#### Exercise brief:
All the data must be output exactly as given.

#### Saved data entries:
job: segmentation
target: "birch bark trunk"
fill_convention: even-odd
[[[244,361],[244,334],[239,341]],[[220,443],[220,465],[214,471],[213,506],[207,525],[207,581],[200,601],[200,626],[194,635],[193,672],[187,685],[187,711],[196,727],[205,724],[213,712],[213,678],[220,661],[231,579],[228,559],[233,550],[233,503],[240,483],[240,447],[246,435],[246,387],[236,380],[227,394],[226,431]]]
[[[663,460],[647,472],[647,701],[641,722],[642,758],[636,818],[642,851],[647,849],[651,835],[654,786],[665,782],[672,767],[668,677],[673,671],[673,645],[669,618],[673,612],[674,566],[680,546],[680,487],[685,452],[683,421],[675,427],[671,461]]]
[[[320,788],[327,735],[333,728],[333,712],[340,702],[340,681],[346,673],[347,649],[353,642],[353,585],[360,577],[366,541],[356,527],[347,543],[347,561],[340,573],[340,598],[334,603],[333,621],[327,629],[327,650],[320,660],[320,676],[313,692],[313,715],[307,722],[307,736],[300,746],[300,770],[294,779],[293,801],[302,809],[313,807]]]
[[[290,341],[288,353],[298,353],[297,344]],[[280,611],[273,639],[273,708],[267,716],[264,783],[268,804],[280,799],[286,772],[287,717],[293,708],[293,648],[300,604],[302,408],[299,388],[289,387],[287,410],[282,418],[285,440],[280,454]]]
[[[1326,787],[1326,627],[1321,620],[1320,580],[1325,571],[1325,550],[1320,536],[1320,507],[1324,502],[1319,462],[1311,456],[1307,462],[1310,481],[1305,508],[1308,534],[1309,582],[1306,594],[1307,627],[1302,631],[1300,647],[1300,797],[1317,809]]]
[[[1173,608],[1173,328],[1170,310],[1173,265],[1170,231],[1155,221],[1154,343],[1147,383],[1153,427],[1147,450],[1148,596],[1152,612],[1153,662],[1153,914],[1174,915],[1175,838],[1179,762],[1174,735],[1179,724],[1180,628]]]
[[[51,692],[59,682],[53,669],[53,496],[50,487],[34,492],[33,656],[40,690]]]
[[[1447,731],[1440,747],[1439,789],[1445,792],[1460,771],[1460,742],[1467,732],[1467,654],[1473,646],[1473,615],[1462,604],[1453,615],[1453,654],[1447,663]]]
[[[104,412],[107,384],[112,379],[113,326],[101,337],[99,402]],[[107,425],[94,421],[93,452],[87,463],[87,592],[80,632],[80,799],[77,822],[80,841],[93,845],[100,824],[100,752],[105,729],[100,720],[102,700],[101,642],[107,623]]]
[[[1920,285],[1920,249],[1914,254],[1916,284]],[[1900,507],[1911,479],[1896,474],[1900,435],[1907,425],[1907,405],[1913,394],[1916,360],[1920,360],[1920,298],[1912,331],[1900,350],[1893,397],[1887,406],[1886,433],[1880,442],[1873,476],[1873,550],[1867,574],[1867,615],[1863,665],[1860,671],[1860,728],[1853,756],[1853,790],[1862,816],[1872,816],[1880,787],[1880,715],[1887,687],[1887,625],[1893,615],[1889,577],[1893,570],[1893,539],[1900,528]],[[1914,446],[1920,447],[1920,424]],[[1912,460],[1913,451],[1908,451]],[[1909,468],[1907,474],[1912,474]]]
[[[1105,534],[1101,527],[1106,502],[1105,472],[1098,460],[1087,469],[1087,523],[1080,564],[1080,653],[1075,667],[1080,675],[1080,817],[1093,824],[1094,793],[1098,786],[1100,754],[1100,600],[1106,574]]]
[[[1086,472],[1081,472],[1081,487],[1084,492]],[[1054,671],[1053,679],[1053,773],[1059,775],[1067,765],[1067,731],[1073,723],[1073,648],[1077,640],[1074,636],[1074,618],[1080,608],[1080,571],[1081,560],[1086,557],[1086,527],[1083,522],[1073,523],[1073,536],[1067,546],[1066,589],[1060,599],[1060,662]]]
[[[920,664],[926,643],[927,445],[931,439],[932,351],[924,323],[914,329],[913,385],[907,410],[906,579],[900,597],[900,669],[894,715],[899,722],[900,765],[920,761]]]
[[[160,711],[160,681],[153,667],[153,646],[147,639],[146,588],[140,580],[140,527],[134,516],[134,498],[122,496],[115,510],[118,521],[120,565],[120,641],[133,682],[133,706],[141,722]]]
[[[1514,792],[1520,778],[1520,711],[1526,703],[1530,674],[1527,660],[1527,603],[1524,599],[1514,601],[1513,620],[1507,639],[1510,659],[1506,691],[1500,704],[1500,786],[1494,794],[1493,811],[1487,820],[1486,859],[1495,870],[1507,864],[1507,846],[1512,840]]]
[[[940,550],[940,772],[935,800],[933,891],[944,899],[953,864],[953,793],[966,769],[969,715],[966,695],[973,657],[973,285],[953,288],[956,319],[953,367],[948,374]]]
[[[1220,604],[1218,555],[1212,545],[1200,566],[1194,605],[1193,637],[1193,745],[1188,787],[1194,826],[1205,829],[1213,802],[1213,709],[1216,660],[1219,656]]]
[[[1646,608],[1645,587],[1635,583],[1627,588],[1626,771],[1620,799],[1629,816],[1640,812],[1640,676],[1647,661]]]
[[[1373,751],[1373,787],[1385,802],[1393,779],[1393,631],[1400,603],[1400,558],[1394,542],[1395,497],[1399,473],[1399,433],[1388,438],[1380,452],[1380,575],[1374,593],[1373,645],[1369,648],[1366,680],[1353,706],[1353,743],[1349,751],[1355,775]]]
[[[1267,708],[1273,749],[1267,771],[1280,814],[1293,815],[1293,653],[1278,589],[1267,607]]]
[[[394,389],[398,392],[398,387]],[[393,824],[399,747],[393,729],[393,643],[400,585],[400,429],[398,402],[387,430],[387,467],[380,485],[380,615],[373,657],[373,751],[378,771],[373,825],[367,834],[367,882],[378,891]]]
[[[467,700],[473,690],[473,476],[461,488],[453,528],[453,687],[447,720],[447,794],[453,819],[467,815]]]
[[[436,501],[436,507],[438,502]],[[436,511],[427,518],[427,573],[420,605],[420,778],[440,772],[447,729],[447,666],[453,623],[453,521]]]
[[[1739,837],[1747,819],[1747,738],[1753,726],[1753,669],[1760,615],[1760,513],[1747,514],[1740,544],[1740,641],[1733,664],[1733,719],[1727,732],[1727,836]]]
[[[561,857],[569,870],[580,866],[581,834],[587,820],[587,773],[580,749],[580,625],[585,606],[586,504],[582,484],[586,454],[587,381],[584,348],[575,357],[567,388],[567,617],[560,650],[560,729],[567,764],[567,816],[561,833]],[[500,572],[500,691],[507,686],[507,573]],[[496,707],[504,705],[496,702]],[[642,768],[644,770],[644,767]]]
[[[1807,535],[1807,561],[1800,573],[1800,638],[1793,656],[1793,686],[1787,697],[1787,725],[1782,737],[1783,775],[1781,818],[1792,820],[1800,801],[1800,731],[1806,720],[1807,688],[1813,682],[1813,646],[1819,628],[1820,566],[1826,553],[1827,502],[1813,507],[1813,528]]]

#### Output:
job: segmentation
target: "birch bark trunk"
fill_convention: even-odd
[[[244,361],[244,334],[239,341]],[[220,443],[220,465],[214,471],[213,506],[207,525],[207,581],[200,601],[200,626],[194,635],[193,672],[187,685],[187,711],[196,727],[205,724],[213,712],[213,678],[220,661],[231,579],[228,559],[233,550],[233,503],[240,483],[240,447],[246,435],[246,387],[236,380],[227,394],[226,431]]]
[[[663,460],[647,472],[647,701],[641,722],[642,758],[636,818],[642,851],[647,849],[651,835],[654,786],[665,782],[672,767],[668,677],[673,671],[673,645],[669,618],[673,612],[674,566],[680,546],[680,487],[685,452],[683,421],[675,427],[671,461]]]
[[[320,788],[327,735],[333,728],[333,712],[340,702],[340,681],[346,673],[347,649],[353,642],[353,585],[360,577],[366,541],[356,527],[347,543],[347,561],[340,573],[340,598],[334,603],[333,621],[327,629],[327,650],[320,660],[320,676],[313,692],[313,715],[307,722],[307,736],[300,746],[300,770],[294,779],[293,801],[302,809],[313,807]]]
[[[290,341],[288,353],[298,353],[297,344]],[[280,611],[273,639],[273,708],[267,716],[264,783],[268,804],[280,799],[286,772],[287,717],[293,708],[293,648],[300,604],[302,408],[299,388],[289,387],[287,410],[282,418],[285,440],[280,454]]]
[[[1326,787],[1326,627],[1321,620],[1320,580],[1325,571],[1325,550],[1320,536],[1320,507],[1324,502],[1319,462],[1311,456],[1307,462],[1310,481],[1305,508],[1308,534],[1309,582],[1306,594],[1307,627],[1302,631],[1300,647],[1300,797],[1317,809]]]
[[[1173,608],[1173,328],[1170,310],[1173,265],[1170,231],[1155,221],[1154,343],[1147,383],[1153,427],[1147,450],[1148,596],[1152,612],[1153,662],[1153,914],[1174,915],[1175,838],[1179,762],[1174,735],[1179,724],[1180,628]]]
[[[51,692],[59,682],[53,669],[53,496],[50,487],[34,492],[33,656],[40,690]]]
[[[1447,731],[1440,747],[1439,789],[1445,792],[1460,771],[1460,742],[1467,732],[1467,654],[1473,646],[1473,615],[1462,604],[1453,615],[1453,654],[1447,663]]]
[[[104,412],[107,384],[112,379],[113,326],[101,337],[99,402]],[[107,425],[94,421],[93,452],[87,463],[87,592],[80,632],[80,799],[77,822],[80,841],[93,845],[100,824],[100,752],[105,729],[100,720],[102,700],[101,642],[107,623]]]
[[[1920,285],[1920,249],[1914,254],[1916,284]],[[1900,507],[1911,479],[1896,474],[1900,435],[1907,425],[1907,405],[1913,394],[1916,360],[1920,360],[1920,298],[1912,331],[1900,350],[1893,397],[1887,406],[1886,433],[1880,442],[1873,476],[1873,550],[1867,574],[1867,615],[1863,665],[1860,671],[1860,728],[1853,756],[1853,790],[1862,816],[1872,816],[1880,787],[1880,715],[1887,687],[1887,625],[1893,615],[1889,577],[1893,570],[1893,539],[1900,528]],[[1914,446],[1920,447],[1920,424]],[[1912,460],[1913,451],[1908,451]],[[1909,468],[1907,474],[1912,474]]]
[[[1105,534],[1101,527],[1106,502],[1105,472],[1098,460],[1087,469],[1087,523],[1080,564],[1080,653],[1075,667],[1080,675],[1080,817],[1093,824],[1094,793],[1098,786],[1100,754],[1100,600],[1106,574]]]
[[[1086,472],[1081,472],[1081,487],[1084,492]],[[1054,671],[1053,679],[1053,773],[1059,775],[1067,765],[1067,731],[1073,723],[1073,648],[1077,640],[1074,636],[1074,618],[1080,608],[1080,571],[1081,560],[1086,557],[1086,527],[1083,522],[1073,523],[1073,536],[1067,546],[1066,589],[1060,599],[1060,662]]]
[[[920,664],[926,643],[927,445],[931,439],[932,351],[924,323],[914,329],[913,385],[907,410],[906,579],[900,597],[900,669],[894,715],[899,722],[900,765],[920,761]]]
[[[160,711],[160,681],[153,667],[153,646],[147,639],[146,588],[140,580],[140,527],[134,516],[134,498],[122,496],[115,510],[118,521],[120,565],[120,641],[133,682],[133,706],[141,722]]]
[[[1514,792],[1520,778],[1520,711],[1526,703],[1530,674],[1527,660],[1527,603],[1524,599],[1514,601],[1513,620],[1507,639],[1510,659],[1506,691],[1500,704],[1500,786],[1494,794],[1493,811],[1487,820],[1486,859],[1495,870],[1507,864],[1507,846],[1512,840]]]
[[[940,550],[940,772],[935,800],[933,891],[944,899],[953,864],[953,793],[966,769],[969,715],[966,695],[973,657],[973,285],[953,288],[956,319],[953,367],[948,374]]]
[[[1220,604],[1218,555],[1212,545],[1200,566],[1194,605],[1193,637],[1193,745],[1188,787],[1194,826],[1205,829],[1213,802],[1213,709],[1216,660],[1219,656]]]
[[[1646,608],[1645,587],[1635,583],[1627,588],[1626,771],[1620,799],[1629,816],[1640,812],[1640,676],[1647,661]]]
[[[1373,751],[1373,787],[1385,802],[1393,779],[1393,631],[1400,603],[1400,558],[1394,542],[1395,497],[1399,473],[1399,433],[1388,438],[1380,452],[1380,575],[1374,593],[1373,645],[1369,648],[1366,680],[1353,706],[1353,743],[1349,751],[1355,775]]]
[[[1267,708],[1273,749],[1267,771],[1280,814],[1293,815],[1293,653],[1278,589],[1267,607]]]
[[[394,389],[398,392],[398,387]],[[393,824],[399,747],[393,729],[393,643],[400,585],[400,429],[398,402],[387,430],[387,467],[380,485],[380,615],[373,657],[373,751],[378,771],[373,825],[367,834],[367,882],[378,891]]]
[[[467,700],[473,690],[473,476],[461,488],[453,528],[453,687],[447,720],[447,794],[453,819],[467,815]]]
[[[436,501],[436,507],[438,502]],[[436,511],[427,518],[427,573],[420,605],[420,778],[440,772],[447,729],[447,666],[453,623],[453,521]]]
[[[1739,837],[1747,819],[1747,738],[1753,726],[1753,669],[1760,615],[1760,513],[1747,514],[1740,544],[1740,641],[1733,664],[1733,719],[1727,732],[1727,836]]]
[[[561,857],[569,870],[580,866],[581,834],[587,820],[587,773],[580,749],[580,625],[585,606],[586,504],[582,484],[586,454],[587,381],[584,348],[575,357],[567,388],[567,617],[560,650],[560,729],[567,764],[567,816],[561,833]],[[500,572],[500,691],[507,686],[507,573]],[[496,707],[504,705],[496,702]],[[642,768],[644,770],[644,767]]]
[[[1807,535],[1807,561],[1800,573],[1800,638],[1793,656],[1793,686],[1787,697],[1787,725],[1782,737],[1783,775],[1781,818],[1792,820],[1800,801],[1800,731],[1806,720],[1807,688],[1813,682],[1813,646],[1819,628],[1820,566],[1826,553],[1827,502],[1813,507],[1813,528]]]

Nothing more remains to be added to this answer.